*Exercise prompt*
List each line in the rows below that contains the word "background".

*Source material*
↓
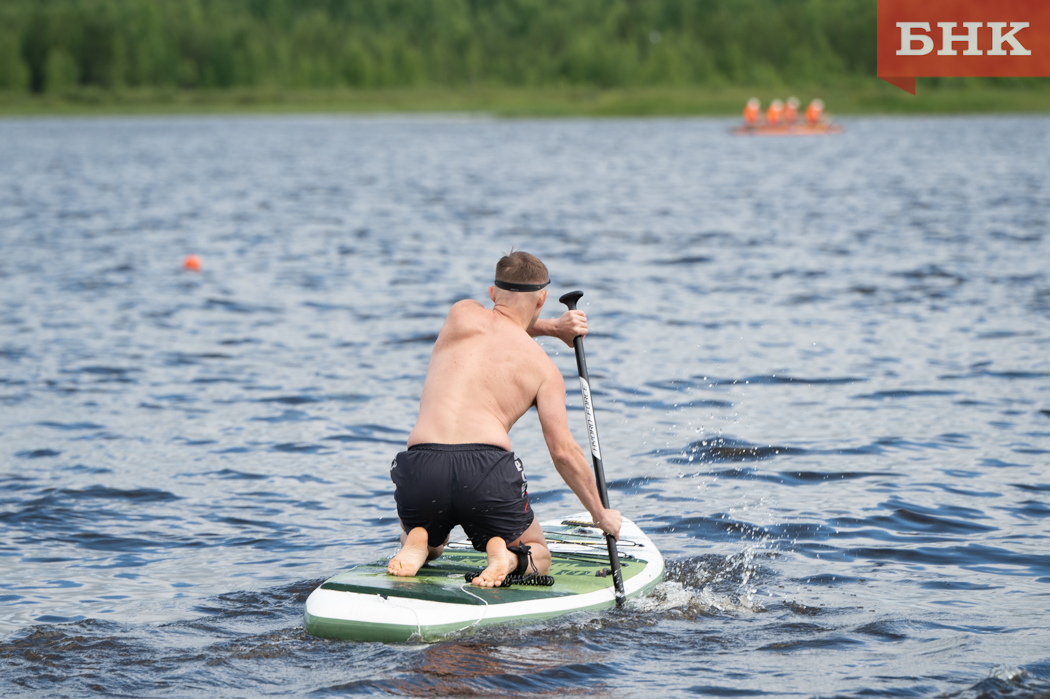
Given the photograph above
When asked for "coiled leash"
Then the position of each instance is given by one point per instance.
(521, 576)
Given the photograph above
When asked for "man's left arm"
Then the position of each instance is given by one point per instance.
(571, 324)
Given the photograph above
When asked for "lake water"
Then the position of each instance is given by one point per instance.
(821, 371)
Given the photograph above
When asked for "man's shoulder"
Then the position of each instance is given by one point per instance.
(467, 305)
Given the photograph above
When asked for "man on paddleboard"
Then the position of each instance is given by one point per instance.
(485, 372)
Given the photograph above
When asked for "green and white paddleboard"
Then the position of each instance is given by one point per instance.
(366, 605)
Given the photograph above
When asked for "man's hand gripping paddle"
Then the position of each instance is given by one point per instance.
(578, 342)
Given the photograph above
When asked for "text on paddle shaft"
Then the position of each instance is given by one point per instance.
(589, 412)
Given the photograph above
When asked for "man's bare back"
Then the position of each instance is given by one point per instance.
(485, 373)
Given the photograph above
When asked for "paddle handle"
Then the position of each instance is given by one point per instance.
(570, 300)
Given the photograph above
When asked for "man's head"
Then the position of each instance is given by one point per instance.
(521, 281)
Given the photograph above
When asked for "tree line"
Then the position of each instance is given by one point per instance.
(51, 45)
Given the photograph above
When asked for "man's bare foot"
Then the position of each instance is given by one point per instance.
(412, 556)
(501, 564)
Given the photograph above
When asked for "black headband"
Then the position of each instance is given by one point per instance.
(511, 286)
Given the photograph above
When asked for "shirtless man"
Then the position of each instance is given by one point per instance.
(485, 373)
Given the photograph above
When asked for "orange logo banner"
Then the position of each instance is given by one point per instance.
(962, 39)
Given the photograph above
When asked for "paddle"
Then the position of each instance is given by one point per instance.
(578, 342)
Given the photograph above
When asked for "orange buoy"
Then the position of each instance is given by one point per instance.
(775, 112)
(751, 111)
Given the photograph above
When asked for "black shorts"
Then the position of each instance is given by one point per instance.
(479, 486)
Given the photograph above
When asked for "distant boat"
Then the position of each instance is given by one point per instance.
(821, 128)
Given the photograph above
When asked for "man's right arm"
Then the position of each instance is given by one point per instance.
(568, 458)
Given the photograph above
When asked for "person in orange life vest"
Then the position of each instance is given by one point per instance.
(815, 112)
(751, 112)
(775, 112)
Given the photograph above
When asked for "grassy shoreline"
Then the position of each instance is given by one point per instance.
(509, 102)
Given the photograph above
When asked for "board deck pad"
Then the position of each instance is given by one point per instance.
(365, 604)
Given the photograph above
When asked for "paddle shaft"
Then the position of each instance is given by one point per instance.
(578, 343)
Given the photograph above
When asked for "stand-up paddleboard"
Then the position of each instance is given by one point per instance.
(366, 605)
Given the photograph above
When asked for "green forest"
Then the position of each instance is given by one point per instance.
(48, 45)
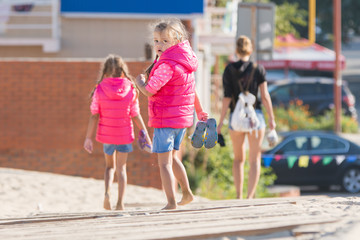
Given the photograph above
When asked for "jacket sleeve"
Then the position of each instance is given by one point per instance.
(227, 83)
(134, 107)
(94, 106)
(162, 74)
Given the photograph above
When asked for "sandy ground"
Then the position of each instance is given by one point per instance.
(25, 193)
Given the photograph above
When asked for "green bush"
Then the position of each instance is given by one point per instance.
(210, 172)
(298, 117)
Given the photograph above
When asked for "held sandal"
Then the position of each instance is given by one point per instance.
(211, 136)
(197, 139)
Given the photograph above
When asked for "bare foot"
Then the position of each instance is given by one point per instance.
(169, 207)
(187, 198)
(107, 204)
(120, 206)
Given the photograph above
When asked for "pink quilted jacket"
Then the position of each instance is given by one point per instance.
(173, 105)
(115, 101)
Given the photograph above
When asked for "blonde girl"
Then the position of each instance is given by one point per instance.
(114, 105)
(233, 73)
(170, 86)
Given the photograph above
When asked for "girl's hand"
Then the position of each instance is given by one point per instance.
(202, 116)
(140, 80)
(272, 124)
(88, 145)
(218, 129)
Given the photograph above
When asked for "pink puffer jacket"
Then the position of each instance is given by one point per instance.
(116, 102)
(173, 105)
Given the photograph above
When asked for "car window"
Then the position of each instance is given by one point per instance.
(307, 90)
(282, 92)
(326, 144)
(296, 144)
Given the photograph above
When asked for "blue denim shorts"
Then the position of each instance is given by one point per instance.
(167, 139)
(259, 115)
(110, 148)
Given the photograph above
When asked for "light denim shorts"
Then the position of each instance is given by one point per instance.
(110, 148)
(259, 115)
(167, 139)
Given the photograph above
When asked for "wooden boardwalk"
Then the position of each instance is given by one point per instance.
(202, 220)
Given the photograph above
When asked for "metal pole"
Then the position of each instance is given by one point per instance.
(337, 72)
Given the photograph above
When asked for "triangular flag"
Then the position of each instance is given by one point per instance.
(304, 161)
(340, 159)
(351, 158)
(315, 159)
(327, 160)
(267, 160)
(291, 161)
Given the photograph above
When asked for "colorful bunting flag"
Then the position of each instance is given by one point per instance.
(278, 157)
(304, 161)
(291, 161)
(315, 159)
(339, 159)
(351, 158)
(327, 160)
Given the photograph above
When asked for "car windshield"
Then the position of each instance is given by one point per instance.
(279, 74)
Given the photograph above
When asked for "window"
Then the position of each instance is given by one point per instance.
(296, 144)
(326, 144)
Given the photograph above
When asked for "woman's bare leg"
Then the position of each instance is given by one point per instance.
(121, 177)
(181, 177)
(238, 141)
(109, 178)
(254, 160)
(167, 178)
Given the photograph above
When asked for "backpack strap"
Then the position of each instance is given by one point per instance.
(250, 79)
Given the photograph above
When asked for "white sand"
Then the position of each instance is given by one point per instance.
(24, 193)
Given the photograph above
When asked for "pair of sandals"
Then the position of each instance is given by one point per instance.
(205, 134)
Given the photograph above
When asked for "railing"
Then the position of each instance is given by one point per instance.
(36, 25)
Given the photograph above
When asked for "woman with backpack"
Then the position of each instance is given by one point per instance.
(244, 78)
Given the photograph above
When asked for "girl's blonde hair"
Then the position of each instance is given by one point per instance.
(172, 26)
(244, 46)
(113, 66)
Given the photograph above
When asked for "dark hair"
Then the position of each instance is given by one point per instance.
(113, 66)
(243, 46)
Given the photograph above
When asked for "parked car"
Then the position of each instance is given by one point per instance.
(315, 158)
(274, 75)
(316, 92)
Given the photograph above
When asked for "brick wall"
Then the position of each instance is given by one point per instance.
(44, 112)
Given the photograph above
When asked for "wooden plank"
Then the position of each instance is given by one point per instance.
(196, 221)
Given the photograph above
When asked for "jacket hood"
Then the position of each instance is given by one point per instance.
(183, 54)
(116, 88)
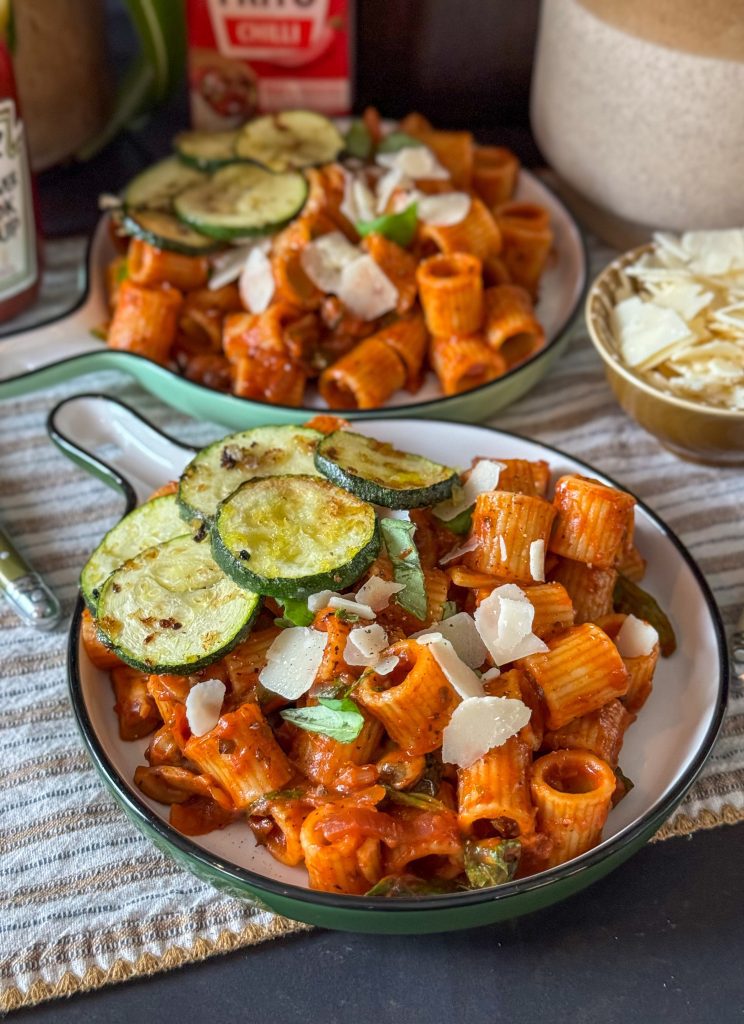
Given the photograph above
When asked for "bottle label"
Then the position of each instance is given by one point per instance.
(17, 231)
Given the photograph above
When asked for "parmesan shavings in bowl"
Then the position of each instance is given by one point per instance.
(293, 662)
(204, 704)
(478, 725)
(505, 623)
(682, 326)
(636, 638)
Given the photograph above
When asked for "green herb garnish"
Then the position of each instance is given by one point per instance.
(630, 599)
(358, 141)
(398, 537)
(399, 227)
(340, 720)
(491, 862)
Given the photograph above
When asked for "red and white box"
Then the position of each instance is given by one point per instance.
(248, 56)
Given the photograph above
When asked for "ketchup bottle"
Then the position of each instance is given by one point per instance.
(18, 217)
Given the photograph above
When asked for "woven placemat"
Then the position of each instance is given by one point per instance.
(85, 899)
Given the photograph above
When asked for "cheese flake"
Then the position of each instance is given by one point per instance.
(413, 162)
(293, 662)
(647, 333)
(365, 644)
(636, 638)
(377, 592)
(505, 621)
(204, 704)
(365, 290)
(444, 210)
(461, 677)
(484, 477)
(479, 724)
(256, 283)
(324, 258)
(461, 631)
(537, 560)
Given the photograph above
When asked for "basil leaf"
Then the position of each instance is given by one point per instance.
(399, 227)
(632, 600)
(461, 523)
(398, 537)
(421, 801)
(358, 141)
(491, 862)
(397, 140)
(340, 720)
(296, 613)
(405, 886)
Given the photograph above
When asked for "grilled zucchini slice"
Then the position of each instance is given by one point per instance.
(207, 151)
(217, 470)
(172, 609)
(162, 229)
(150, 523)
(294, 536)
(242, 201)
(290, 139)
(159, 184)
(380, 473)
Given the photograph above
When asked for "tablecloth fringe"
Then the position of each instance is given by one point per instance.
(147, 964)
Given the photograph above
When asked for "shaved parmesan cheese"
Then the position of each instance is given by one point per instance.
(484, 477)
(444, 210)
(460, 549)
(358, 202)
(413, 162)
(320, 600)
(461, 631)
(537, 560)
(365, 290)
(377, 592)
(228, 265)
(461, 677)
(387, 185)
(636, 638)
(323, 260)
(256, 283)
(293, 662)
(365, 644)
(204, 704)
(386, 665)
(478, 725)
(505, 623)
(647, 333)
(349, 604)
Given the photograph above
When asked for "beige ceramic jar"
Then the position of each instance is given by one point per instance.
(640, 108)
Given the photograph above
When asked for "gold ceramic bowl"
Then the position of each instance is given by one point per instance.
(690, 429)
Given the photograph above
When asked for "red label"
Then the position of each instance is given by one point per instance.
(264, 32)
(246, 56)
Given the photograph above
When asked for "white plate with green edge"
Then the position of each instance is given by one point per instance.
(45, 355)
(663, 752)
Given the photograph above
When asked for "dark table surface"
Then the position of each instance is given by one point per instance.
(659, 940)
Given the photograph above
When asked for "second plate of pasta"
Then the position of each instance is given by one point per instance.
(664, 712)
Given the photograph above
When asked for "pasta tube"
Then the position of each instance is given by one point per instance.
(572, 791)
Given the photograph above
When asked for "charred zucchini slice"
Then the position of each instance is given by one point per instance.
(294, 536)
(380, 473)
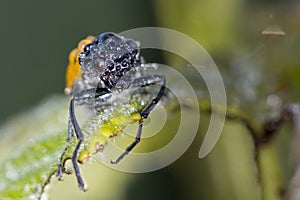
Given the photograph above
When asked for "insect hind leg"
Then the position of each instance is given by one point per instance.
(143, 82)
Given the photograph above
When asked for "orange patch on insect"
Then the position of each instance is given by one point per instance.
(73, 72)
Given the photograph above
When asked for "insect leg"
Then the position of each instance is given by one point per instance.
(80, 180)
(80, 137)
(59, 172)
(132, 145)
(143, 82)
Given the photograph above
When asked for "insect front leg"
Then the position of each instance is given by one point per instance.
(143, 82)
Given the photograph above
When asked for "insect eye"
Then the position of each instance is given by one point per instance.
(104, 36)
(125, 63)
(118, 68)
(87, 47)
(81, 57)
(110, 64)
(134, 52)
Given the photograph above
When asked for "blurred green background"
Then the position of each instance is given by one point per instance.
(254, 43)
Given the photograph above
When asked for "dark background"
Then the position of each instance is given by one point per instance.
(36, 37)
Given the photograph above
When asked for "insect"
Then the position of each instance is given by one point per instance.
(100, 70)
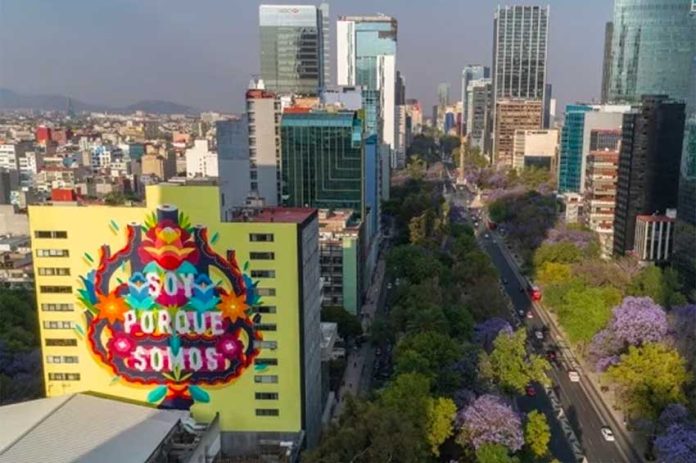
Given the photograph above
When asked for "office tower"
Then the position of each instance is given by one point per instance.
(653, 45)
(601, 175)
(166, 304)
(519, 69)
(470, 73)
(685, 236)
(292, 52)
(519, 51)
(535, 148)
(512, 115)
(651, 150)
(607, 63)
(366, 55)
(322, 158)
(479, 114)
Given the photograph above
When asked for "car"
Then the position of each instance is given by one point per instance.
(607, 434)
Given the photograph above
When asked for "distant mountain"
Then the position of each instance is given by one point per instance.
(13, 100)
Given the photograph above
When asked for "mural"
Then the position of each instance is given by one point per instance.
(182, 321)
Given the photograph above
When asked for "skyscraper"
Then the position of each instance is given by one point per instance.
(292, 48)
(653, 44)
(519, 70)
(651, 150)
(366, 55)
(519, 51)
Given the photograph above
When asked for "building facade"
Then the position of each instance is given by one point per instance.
↑
*Exercise response*
When asked for "blurred green background"
When asked for "dark background"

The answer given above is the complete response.